* EXTRAIT À LIRE
******************************

Dans notre représentation collective, la maladie d’Alzheimer est toujours associée à la perte de mémoire. D’ailleurs, dans l’esprit des médecins également, puisqu’ils cherchent à diagnostiquer la pathologie chez les personnes âgées souffrant d’amnésie, un trouble qu’ils considèrent comme un signe précoce de la maladie.
Amnésie et Alzheimer ne sont pas très corrélées
Pourtant, une recherche française indique que les troubles de la mémoire sont loin d’être un bon moyen d’identifier la maladie d’Alzheimer. Pour cette étude, les scientifiques ont comparé les examens cognitifs de patients de leur vivant, avec un diagnostic réalisé après la mort, sur dissection du cerveau. Cette comparaison a révélé que le tiers des patients atteints d’Alzheimer n’avait pas de troubles de mémoire au début de leur maladie, tandis que la moitié des patients sans pathologie Alzheimer était amnésiques, atteints par une toute autre maladie neuro-dégénérative.
Repenser le dépistage et la prise en charge
Ces conclusions invitent à repenser les critères de dépistage d’Alzheimer, mais aussi celui des autres pathologies neuro-dégénératives, pour mieux les diagnostiquer. Cette vision erronée d’une association systématique entre amnésie et Alzheimer a aussi un impact négatif sur la prise en charge thérapeutique des patients, car l’évolution des différentes maladies neuro-dégénérative n’est pas la même. Par exemple, s’occuper d’un patient présentant une dégénérescence fronto-temporale, comme s’il s’agissait d’un patient Alzheimer, peut lui être préjudiciable.
Enfin, les conclusions de cette étude ont des conséquences sur la recherche de traitements efficaces contre Alzheimer, puisque les essais cliniques qui les testent se fondent trop souvent sur le seul critère de l’amnésie pour inclure leurs patients, ce qui peut biaiser les essais.
Les études post-mortem permettent des avancées majeures
Ce type d’études post-mortem est très rarement possible en France, car le don d’organe pour la science est bien trop faible. Pourtant, il permet de faire progresser la connaissance des maladies neuro-dégénératives, et de réduire l’errance diagnostique pour les personnes vivantes. Concrètement en France, 225.000 personnes reçoivent chaque année un diagnostic de maladie d’Alzheimer alors qu’un trouble de mémoire ne devrait pas être le seul indice à conduire à une imagerie cérébrale ou à une investigation plus poussée de la cognition.

******************************

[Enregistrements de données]
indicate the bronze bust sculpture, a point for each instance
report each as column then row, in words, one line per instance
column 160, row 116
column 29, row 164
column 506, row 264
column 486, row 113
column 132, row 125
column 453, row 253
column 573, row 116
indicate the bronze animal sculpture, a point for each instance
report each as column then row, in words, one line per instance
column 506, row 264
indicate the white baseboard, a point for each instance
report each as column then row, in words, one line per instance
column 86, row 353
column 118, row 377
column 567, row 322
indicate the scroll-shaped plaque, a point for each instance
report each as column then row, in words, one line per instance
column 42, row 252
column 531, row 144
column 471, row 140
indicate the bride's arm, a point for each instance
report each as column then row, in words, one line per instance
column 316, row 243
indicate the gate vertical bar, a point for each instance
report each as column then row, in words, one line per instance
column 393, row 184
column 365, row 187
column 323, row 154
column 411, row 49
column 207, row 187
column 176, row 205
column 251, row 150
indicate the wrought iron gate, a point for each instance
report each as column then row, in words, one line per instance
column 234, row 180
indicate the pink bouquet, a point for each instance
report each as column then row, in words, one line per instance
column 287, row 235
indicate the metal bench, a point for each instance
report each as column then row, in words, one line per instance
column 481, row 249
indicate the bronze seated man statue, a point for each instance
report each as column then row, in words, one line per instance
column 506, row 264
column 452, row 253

******************************

* TRAVAUX À RÉALISER
A: D'après l'extrait, quelle proportion des patients atteints d'Alzheimer ne présentait aucun trouble de mémoire au début de la maladie ?
B: Transcrivez le passage de l'extrait qui commence par « Enfin, les conclusions » et se poursuit jusqu'à « de la cognition. ».
Ce matériel constitue une source distincte de l'extrait.

* RÉSULTATS ATTENDUS
A: Le tiers des patients atteints d'Alzheimer.

B:
Enfin, les conclusions de cette étude ont des conséquences sur la recherche de traitements efficaces contre Alzheimer, puisque les essais cliniques qui les testent se fondent trop souvent sur le seul critère de l’amnésie pour inclure leurs patients, ce qui peut biaiser les essais.
Les études post-mortem permettent des avancées majeures
Ce type d’études post-mortem est très rarement possible en France, car le don d’organe pour la science est bien trop faible. Pourtant, il permet de faire progresser la connaissance des maladies neuro-dégénératives, et de réduire l’errance diagnostique pour les personnes vivantes. Concrètement en France, 225.000 personnes reçoivent chaque année un diagnostic de maladie d’Alzheimer alors qu’un trouble de mémoire ne devrait pas être le seul indice à conduire à une imagerie cérébrale ou à une investigation plus poussée de la cognition.